Dataset entries:
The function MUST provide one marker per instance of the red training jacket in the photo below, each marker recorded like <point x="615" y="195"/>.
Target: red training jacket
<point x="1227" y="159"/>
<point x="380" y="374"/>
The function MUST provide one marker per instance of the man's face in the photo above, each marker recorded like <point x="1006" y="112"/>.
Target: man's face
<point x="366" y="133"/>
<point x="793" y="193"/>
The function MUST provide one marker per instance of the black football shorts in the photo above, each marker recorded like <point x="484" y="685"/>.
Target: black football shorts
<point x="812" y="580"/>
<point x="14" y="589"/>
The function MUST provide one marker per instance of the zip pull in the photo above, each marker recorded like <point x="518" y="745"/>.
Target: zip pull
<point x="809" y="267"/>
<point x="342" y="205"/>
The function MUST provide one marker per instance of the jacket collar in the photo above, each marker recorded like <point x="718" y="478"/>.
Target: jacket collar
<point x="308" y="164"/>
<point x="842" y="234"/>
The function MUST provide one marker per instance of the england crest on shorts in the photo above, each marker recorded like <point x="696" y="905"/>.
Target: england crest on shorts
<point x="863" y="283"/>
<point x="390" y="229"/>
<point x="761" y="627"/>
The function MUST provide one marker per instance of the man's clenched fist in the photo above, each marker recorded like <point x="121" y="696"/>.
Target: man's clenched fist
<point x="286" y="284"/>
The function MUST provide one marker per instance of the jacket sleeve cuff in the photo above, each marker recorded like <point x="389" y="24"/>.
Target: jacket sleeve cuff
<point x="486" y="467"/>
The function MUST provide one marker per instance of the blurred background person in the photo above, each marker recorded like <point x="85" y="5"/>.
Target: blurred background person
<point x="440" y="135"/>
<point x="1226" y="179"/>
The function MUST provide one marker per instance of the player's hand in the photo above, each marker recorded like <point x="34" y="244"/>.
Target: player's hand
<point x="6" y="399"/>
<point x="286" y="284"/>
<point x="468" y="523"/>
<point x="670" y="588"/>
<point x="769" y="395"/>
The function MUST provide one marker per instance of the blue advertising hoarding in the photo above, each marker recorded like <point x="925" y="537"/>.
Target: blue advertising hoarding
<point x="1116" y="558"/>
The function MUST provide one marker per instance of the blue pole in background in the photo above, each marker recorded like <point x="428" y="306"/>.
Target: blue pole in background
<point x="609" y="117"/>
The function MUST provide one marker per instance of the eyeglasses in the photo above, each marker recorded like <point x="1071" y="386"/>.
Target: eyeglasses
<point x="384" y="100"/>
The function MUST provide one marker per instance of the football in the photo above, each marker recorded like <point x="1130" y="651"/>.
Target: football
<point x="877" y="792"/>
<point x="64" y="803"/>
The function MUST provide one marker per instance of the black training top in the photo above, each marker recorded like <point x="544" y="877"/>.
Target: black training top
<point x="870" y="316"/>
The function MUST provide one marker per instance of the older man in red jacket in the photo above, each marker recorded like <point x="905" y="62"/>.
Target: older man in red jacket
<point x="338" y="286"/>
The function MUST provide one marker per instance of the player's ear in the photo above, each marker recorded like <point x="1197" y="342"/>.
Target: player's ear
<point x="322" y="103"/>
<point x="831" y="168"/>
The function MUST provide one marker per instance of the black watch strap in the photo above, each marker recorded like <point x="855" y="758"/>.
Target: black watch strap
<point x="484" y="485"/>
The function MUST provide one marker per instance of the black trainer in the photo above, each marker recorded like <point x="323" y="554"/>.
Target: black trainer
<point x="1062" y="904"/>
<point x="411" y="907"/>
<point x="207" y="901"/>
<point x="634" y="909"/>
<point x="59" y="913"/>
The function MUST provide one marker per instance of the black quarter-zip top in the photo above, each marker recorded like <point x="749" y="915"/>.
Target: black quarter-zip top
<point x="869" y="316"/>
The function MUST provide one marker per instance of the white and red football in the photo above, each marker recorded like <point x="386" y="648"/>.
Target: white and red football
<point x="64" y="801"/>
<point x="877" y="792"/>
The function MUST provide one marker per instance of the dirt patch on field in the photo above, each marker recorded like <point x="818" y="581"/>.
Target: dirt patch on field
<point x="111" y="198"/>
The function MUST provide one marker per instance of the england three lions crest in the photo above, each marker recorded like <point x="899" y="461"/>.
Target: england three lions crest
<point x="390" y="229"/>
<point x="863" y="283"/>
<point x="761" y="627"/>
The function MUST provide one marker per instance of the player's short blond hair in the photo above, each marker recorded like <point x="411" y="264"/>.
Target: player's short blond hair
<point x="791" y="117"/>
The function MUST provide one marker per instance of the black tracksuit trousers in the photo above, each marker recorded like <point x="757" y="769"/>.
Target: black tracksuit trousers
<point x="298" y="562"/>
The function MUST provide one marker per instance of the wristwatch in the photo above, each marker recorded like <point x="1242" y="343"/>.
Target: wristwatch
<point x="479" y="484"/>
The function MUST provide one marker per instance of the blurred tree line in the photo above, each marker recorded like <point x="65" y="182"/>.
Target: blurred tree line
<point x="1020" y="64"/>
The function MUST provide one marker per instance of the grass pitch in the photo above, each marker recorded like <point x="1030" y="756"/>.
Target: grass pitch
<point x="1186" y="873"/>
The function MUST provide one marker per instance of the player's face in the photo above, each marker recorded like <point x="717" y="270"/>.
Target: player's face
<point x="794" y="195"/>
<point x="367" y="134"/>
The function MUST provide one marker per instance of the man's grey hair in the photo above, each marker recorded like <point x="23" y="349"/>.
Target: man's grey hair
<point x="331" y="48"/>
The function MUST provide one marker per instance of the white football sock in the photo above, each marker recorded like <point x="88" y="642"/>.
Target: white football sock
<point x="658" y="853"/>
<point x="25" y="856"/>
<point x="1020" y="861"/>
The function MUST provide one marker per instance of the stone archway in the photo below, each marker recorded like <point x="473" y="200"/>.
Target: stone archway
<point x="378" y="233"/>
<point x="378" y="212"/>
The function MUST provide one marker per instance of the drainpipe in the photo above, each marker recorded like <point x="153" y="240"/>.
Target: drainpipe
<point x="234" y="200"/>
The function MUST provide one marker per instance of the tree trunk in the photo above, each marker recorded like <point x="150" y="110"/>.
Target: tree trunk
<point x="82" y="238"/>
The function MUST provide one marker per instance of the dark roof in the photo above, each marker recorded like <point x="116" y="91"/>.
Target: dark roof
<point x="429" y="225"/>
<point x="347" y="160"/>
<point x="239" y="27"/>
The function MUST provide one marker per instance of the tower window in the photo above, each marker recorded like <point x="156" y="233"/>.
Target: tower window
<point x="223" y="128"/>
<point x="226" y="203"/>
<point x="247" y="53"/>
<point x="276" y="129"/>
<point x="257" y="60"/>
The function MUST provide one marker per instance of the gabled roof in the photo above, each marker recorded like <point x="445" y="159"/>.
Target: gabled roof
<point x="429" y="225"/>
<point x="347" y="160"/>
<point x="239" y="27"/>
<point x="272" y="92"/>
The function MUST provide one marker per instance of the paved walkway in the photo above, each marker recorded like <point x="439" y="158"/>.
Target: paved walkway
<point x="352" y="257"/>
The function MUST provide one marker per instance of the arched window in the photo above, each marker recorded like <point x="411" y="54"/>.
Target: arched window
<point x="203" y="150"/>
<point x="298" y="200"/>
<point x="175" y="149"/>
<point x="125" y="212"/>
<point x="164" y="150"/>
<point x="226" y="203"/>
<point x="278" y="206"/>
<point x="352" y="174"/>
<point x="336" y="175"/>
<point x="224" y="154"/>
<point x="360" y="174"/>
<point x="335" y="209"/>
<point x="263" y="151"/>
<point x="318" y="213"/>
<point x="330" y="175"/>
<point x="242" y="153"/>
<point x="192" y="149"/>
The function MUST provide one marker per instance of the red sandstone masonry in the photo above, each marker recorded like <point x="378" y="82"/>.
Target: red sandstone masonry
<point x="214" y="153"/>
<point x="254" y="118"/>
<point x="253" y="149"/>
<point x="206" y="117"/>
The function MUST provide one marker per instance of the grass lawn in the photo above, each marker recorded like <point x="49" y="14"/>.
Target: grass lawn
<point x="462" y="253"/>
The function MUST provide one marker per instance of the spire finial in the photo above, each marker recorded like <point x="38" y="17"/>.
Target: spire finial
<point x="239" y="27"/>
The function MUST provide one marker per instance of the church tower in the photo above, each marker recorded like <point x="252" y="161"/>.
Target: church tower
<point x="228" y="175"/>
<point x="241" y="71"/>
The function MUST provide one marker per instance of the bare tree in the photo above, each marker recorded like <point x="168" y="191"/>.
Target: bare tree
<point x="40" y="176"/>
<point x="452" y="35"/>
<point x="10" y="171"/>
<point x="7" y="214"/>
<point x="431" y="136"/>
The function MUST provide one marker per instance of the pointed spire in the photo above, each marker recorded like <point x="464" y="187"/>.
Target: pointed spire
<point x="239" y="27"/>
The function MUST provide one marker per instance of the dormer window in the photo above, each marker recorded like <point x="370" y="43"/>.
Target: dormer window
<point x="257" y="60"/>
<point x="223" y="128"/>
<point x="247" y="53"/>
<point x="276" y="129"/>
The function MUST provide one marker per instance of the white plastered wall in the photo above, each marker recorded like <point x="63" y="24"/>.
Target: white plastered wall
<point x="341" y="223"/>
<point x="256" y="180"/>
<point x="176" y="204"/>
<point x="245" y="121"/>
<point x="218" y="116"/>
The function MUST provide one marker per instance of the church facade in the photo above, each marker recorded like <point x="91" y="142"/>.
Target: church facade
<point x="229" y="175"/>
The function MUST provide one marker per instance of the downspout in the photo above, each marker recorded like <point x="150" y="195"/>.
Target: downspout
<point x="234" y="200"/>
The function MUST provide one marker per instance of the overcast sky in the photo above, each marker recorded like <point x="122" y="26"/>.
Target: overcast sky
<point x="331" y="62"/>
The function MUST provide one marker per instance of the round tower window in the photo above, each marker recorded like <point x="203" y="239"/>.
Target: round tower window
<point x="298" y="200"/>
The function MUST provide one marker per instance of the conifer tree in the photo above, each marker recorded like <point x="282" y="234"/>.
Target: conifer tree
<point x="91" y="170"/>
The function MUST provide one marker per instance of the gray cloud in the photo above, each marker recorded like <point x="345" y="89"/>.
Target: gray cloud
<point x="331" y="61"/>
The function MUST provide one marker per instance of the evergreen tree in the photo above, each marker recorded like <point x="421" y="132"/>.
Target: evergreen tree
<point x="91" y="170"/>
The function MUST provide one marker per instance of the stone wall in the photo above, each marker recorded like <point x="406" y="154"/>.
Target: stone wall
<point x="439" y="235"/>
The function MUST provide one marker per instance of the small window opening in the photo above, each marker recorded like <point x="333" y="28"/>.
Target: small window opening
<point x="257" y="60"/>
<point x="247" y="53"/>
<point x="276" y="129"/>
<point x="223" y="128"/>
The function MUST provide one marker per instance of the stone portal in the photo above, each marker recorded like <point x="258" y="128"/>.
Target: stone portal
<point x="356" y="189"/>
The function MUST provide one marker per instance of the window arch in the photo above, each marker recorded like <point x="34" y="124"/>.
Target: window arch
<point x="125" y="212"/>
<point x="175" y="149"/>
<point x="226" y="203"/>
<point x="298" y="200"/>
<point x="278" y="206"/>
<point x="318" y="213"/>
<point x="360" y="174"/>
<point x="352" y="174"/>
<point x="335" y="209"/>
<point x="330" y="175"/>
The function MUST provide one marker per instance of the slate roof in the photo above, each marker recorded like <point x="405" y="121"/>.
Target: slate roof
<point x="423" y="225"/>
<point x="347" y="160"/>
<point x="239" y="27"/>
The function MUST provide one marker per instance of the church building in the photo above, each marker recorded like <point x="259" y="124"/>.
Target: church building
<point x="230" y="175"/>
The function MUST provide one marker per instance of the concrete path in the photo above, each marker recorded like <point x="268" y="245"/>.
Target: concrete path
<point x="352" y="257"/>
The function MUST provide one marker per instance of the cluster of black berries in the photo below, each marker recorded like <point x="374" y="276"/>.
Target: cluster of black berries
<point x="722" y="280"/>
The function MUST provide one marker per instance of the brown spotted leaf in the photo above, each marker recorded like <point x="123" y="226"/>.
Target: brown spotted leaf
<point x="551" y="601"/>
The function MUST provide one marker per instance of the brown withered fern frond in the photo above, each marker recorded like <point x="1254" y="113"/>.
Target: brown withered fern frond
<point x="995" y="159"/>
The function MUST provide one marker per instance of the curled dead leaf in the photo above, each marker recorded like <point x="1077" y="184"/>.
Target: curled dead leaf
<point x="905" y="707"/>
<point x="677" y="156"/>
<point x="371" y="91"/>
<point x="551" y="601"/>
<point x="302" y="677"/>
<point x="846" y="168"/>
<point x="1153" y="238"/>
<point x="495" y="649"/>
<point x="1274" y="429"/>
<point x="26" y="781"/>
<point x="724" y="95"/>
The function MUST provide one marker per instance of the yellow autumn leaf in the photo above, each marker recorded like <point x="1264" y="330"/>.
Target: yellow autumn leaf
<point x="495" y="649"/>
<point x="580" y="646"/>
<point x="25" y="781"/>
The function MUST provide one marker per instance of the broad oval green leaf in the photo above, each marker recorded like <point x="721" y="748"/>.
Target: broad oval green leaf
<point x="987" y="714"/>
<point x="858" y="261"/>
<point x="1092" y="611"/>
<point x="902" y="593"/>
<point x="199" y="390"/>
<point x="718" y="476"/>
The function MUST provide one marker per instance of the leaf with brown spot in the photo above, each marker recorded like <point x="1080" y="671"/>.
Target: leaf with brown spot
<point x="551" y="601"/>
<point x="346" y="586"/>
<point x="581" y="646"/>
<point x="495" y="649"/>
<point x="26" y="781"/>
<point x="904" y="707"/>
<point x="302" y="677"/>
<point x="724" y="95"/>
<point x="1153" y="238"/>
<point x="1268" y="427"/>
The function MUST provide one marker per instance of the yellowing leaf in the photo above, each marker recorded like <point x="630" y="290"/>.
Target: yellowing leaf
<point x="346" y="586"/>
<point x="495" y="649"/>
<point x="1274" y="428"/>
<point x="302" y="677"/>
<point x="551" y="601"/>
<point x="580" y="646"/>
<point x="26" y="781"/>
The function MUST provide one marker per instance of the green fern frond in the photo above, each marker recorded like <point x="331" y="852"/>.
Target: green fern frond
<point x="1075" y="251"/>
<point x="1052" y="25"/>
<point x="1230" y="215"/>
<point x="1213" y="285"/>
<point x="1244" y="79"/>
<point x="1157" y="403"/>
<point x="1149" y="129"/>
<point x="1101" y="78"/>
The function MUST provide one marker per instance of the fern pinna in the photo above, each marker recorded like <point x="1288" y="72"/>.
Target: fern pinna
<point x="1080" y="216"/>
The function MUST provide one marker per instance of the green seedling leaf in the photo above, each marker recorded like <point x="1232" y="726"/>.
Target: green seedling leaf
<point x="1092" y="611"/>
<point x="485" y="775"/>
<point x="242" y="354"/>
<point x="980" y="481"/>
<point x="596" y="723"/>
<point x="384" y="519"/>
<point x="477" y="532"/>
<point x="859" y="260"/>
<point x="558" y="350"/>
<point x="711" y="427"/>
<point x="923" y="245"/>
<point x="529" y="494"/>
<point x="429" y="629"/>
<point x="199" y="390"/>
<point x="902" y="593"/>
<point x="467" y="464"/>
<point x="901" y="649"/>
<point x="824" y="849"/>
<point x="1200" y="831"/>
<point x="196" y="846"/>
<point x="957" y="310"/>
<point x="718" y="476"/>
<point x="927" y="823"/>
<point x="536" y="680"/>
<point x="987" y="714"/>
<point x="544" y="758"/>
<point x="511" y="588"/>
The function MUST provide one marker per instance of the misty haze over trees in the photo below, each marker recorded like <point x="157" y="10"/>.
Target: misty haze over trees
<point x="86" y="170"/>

Exercise objective:
Retype exactly the lines from the one containing "The function MUST provide one marker per instance of the misty" through the last line of the records above, including both.

Result below:
The function MUST provide one marker per instance of the misty haze over trees in the photo below, each marker recorded like <point x="157" y="10"/>.
Target: misty haze over trees
<point x="86" y="170"/>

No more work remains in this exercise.